§ Problem 1:
In the comment about business ownership, what do Communists call a participatory company?
§ Problem 2:
Return the part of the comment about business ownership starting with "Hello, different person" and going on through "kind of company.".

§ Excerpt provided:
::::::::
Hello, different person here. It’s understandable that you’re confused by this tbh, but there are real proposals.
Broadly, there are two basic suggestions:
- All businesses would be nationalised. You would develop the machine as part of your job, or sell the rights to the government.
- There are still independent businesses like now, but they’re controlled by the people that work and use them. As a Kingdom is to a Democracy, an Owned Company is to a Participatory Company (Communists call them cooperatives, Corporatists call them corporations). The former country/company is controlled by the people that own it, whereas the latter is controlled by the people that are affected by its decisions (at least in theory). In real life people don’t really buy manufacturing machines, they do it through a company. So your sale would be the same, it’d just be to a different kind of company.
It’s not one or the other and they’re often combined.
::::::::
(Items from a dataset)

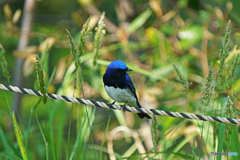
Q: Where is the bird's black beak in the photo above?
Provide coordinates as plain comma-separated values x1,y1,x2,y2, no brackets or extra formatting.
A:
127,68,132,72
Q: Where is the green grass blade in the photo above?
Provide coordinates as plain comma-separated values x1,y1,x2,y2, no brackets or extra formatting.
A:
167,134,197,160
217,123,224,160
12,112,28,160
0,44,10,82
0,153,22,160
100,116,111,160
35,55,47,104
229,125,240,160
0,127,22,159
36,115,49,160
69,119,86,160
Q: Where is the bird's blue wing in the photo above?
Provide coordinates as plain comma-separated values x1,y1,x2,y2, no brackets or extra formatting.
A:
125,74,138,99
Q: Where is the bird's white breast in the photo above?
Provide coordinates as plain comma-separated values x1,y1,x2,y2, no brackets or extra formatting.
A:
::::::::
§ Exercise answer 1:
Cooperatives.

§ Exercise answer 2:
Hello, different person here. It’s understandable that you’re confused by this tbh, but there are real proposals.
Broadly, there are two basic suggestions:
- All businesses would be nationalised. You would develop the machine as part of your job, or sell the rights to the government.
- There are still independent businesses like now, but they’re controlled by the people that work and use them. As a Kingdom is to a Democracy, an Owned Company is to a Participatory Company (Communists call them cooperatives, Corporatists call them corporations). The former country/company is controlled by the people that own it, whereas the latter is controlled by the people that are affected by its decisions (at least in theory). In real life people don’t really buy manufacturing machines, they do it through a company. So your sale would be the same, it’d just be to a different kind of company.